• **Problem to solve**
Each record must be retyped in full. No character may differ.

[Dataset records about object locations]
- - - - - - -

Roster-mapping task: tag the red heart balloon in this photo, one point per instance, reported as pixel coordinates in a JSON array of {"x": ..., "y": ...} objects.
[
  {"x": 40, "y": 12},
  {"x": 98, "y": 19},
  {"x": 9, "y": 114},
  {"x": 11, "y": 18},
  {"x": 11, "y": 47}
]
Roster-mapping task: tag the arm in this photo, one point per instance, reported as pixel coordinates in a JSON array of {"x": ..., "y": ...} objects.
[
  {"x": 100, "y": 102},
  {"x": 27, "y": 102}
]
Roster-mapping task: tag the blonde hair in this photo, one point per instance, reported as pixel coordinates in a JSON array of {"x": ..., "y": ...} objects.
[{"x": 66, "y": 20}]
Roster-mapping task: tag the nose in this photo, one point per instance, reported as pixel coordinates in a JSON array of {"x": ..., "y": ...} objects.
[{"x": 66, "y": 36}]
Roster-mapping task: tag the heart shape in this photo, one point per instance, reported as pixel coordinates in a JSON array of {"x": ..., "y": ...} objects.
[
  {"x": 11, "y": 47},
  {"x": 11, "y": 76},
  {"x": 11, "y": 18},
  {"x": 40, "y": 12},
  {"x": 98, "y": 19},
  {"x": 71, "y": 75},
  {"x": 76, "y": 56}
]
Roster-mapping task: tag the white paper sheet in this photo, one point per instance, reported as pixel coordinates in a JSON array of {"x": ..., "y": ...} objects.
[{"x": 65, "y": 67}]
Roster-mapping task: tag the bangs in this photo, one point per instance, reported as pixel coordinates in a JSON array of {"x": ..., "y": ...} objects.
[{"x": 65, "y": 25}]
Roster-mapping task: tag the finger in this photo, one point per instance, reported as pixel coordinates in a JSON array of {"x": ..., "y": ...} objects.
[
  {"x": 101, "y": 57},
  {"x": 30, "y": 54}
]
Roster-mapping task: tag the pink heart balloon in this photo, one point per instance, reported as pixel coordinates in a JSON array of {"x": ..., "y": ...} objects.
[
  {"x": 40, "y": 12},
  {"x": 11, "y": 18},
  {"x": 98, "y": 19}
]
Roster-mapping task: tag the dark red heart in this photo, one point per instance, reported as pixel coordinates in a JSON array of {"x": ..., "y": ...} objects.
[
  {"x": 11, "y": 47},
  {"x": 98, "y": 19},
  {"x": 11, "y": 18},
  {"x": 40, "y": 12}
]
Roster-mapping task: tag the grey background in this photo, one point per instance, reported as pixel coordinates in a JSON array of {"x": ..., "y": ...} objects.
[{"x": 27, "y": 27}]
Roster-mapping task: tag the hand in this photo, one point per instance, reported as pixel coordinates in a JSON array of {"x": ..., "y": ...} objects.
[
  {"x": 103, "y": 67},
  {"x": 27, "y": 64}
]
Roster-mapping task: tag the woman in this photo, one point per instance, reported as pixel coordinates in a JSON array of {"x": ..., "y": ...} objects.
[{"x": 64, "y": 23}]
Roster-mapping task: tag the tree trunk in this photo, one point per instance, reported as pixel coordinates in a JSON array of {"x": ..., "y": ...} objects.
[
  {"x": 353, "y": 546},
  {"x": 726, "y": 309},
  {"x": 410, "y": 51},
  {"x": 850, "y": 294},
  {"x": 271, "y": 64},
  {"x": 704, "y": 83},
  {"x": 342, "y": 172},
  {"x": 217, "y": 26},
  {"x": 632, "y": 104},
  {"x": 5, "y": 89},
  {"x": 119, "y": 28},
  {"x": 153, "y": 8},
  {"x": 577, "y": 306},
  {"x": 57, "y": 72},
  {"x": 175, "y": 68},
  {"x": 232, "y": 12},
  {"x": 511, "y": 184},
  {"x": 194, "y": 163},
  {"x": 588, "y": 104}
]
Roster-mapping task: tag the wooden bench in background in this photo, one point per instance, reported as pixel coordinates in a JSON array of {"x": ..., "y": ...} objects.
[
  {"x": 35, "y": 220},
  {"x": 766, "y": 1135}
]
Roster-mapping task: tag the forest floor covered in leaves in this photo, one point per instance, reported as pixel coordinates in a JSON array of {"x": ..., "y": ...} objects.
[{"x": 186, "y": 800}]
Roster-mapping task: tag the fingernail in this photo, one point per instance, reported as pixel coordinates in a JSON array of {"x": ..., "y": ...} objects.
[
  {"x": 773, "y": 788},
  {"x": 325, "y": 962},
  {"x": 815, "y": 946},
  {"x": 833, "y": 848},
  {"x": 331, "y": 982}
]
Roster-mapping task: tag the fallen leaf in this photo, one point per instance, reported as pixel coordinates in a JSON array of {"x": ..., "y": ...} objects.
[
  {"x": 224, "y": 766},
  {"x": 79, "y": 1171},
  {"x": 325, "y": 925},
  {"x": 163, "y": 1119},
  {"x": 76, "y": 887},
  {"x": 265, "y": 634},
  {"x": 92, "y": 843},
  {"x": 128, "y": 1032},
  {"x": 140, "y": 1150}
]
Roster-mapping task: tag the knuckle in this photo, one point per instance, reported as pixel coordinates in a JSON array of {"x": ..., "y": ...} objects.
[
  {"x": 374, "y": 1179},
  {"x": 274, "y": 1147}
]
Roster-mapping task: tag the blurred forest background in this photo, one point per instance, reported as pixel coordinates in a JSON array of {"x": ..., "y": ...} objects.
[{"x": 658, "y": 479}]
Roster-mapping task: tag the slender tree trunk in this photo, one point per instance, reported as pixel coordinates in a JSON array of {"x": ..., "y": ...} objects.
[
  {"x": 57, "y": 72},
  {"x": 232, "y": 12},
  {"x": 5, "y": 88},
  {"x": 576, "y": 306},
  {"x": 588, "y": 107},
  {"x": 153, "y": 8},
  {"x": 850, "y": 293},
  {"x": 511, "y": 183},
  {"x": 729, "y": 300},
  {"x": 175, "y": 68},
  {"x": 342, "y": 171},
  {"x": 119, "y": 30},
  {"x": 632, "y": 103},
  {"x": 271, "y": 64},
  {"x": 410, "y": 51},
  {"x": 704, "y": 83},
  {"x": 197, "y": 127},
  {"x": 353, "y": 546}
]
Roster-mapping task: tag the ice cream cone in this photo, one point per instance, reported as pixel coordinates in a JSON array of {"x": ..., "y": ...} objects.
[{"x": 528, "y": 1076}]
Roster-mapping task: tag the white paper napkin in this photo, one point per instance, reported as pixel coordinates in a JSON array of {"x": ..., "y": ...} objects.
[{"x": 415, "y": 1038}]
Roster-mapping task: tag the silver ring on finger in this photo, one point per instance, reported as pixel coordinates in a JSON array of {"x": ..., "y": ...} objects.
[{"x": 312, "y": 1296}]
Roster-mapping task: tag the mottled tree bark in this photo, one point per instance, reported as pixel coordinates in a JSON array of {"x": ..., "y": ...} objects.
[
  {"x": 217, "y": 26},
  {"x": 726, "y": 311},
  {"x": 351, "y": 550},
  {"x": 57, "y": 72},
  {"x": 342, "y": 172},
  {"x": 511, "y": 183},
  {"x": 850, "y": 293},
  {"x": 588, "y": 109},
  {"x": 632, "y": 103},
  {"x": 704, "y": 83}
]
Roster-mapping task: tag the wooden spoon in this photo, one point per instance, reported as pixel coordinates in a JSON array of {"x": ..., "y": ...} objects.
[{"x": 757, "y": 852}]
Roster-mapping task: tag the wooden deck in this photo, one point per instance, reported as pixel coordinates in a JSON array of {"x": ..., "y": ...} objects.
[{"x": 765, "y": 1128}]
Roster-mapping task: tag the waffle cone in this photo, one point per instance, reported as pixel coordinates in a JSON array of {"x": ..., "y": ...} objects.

- - - - - - -

• **Expected answer**
Roster-mapping task: tag the red heart balloon in this photo, one point per instance, reported as pixel coordinates in a JSON array of {"x": ..., "y": ...} objects.
[
  {"x": 40, "y": 12},
  {"x": 98, "y": 19},
  {"x": 9, "y": 114},
  {"x": 11, "y": 18},
  {"x": 11, "y": 47}
]
Roster-mapping task: tag the arm in this photo, one point per instance, reported as pixel coordinates in a JSON array of {"x": ..., "y": ...} objects.
[
  {"x": 100, "y": 102},
  {"x": 27, "y": 102}
]
Roster-mapping task: tag the blonde hair in this photo, one point per instance, reported as pixel coordinates in a JSON array of {"x": ..., "y": ...} objects.
[{"x": 66, "y": 20}]
Roster-mapping task: tag the nose in this photo, one point per instance, reported as pixel coordinates in a JSON array of {"x": ..., "y": ...} objects.
[{"x": 66, "y": 36}]
Roster-mapping task: tag the heart shape in this photo, one point per instance, reported as pixel coordinates in a JSON array of {"x": ..., "y": ...} objects.
[
  {"x": 11, "y": 47},
  {"x": 11, "y": 76},
  {"x": 11, "y": 18},
  {"x": 40, "y": 12},
  {"x": 98, "y": 19},
  {"x": 71, "y": 75},
  {"x": 76, "y": 56}
]
Roster-mapping task: tag the white paper sheet in this photo, one point per instance, reported as pixel coordinates in a JSON array of {"x": ..., "y": ...} objects.
[{"x": 65, "y": 67}]
Roster-mapping task: tag the bangs in this photo, one point per instance, reported as pixel coordinates in a JSON array of {"x": ..., "y": ...} objects.
[{"x": 65, "y": 25}]
Roster-mapping task: tag the finger in this photo, one point per instance, reported as pixel coordinates in a JSON array of {"x": ..., "y": ...} objects.
[
  {"x": 101, "y": 57},
  {"x": 30, "y": 54}
]
Roster-mapping task: tag the pink heart balloon in this photo, one point per instance, reported as pixel coordinates in a JSON array of {"x": ..., "y": ...} objects.
[
  {"x": 40, "y": 12},
  {"x": 11, "y": 18},
  {"x": 98, "y": 19}
]
Roster-mapping task: tag the dark red heart in this photo, one point per instance, reported as pixel coordinates in a JSON array of {"x": ..., "y": ...} objects.
[
  {"x": 11, "y": 47},
  {"x": 98, "y": 19},
  {"x": 11, "y": 18},
  {"x": 40, "y": 12}
]
Roster-mapping task: tag the grey background in this photo, one point per instance, reported as pixel coordinates in a JSON array of {"x": ..., "y": ...} objects.
[{"x": 27, "y": 27}]
Roster-mapping task: tag the hand in this photo, one point per instance, reported as pixel coordinates in a JSON array of {"x": ..., "y": ...} objects.
[
  {"x": 103, "y": 67},
  {"x": 27, "y": 64}
]
Roster-mapping task: tag the woman in this photo, one point per instance, reported as pixel coordinates in a JSON array of {"x": ..., "y": ...} objects.
[{"x": 64, "y": 23}]
Roster-mapping task: tag the tree trunk in this photo, one point per instance, reported as pixel coordinates in a JSON array of {"x": ..., "y": ...} objects.
[
  {"x": 353, "y": 546},
  {"x": 726, "y": 309},
  {"x": 410, "y": 51},
  {"x": 850, "y": 294},
  {"x": 271, "y": 64},
  {"x": 704, "y": 83},
  {"x": 342, "y": 172},
  {"x": 217, "y": 26},
  {"x": 632, "y": 104},
  {"x": 5, "y": 89},
  {"x": 119, "y": 28},
  {"x": 153, "y": 8},
  {"x": 577, "y": 306},
  {"x": 57, "y": 72},
  {"x": 175, "y": 68},
  {"x": 232, "y": 12},
  {"x": 511, "y": 184},
  {"x": 194, "y": 163},
  {"x": 588, "y": 104}
]
Roster-mapping task: tag the wooden bench in background in this photo, one point per instance, reported as pixel coordinates in a JSON array of {"x": ..., "y": ...} objects.
[
  {"x": 35, "y": 220},
  {"x": 766, "y": 1135}
]
Roster-mapping task: tag the forest floor covered in leaves in this photo, one point per instance, reported as pixel coordinates in a JSON array of {"x": ..., "y": ...} objects.
[{"x": 186, "y": 800}]
Roster-mapping task: tag the fingernail in this photo, one point per instance, reported as pixel coordinates in a JSON array of {"x": ..., "y": ...} objects.
[
  {"x": 773, "y": 788},
  {"x": 325, "y": 962},
  {"x": 815, "y": 946},
  {"x": 833, "y": 848},
  {"x": 331, "y": 982}
]
Roster-mapping task: tag the fallen leaf in this photo, one point per instance, reported as pixel coordinates in a JSON array of {"x": ..., "y": ...} objects.
[
  {"x": 224, "y": 766},
  {"x": 79, "y": 1171},
  {"x": 325, "y": 925},
  {"x": 163, "y": 1119},
  {"x": 76, "y": 887},
  {"x": 265, "y": 634},
  {"x": 92, "y": 843},
  {"x": 128, "y": 1032},
  {"x": 140, "y": 1150}
]
Roster-mapping task: tag the knuckle in this photo, one point per instance, reported as pixel coordinates in a JSON array of {"x": ..., "y": ...} objects.
[
  {"x": 374, "y": 1179},
  {"x": 274, "y": 1147}
]
Roster-mapping task: tag the blurred forest background in this photo, one point per instance, reported as pixel coordinates in a JSON array of {"x": ..., "y": ...} objects.
[{"x": 658, "y": 479}]
Roster-mapping task: tag the slender tree trunk in this photo, one point per instance, reported as pixel coordinates in a JSON array of {"x": ..., "y": ...} objects.
[
  {"x": 57, "y": 72},
  {"x": 232, "y": 12},
  {"x": 5, "y": 88},
  {"x": 576, "y": 306},
  {"x": 588, "y": 107},
  {"x": 153, "y": 8},
  {"x": 850, "y": 293},
  {"x": 511, "y": 183},
  {"x": 729, "y": 300},
  {"x": 175, "y": 68},
  {"x": 342, "y": 171},
  {"x": 119, "y": 30},
  {"x": 632, "y": 103},
  {"x": 271, "y": 64},
  {"x": 410, "y": 51},
  {"x": 704, "y": 83},
  {"x": 197, "y": 127},
  {"x": 353, "y": 546}
]
Roster-mapping task: tag the ice cream cone in this photo, one point per instance, reported as pixel coordinates in a JSON array of {"x": ..., "y": ...} objects.
[{"x": 528, "y": 1076}]
Roster-mapping task: tag the white paper napkin in this photo, one point per instance, reported as pixel coordinates in a JSON array of {"x": ..., "y": ...} objects.
[{"x": 415, "y": 1038}]
Roster-mapping task: tag the silver ring on finger in this photo, one point per instance, reported as pixel coordinates in a JSON array of {"x": ..., "y": ...} objects.
[{"x": 312, "y": 1296}]
Roster-mapping task: tag the mottled tree bark in this photo, one point per instance, reported as pixel coordinates in a JSON array of {"x": ..., "y": ...} objects.
[
  {"x": 217, "y": 26},
  {"x": 726, "y": 311},
  {"x": 351, "y": 550},
  {"x": 57, "y": 72},
  {"x": 342, "y": 172},
  {"x": 511, "y": 183},
  {"x": 850, "y": 293},
  {"x": 588, "y": 109},
  {"x": 632, "y": 103},
  {"x": 704, "y": 83}
]
Roster-mapping task: tag the wooden spoon in this photo, one point per instance, reported as pixel coordinates in a JSON array of {"x": ..., "y": ...} objects.
[{"x": 757, "y": 852}]
Roster-mapping task: tag the wooden deck in this photo, one point per instance, reported as pixel coordinates in a JSON array of {"x": ..., "y": ...} objects.
[{"x": 765, "y": 1128}]
Roster-mapping task: tag the waffle cone in this photo, one point per instance, reported as pixel coordinates in a JSON array of {"x": ..., "y": ...} objects.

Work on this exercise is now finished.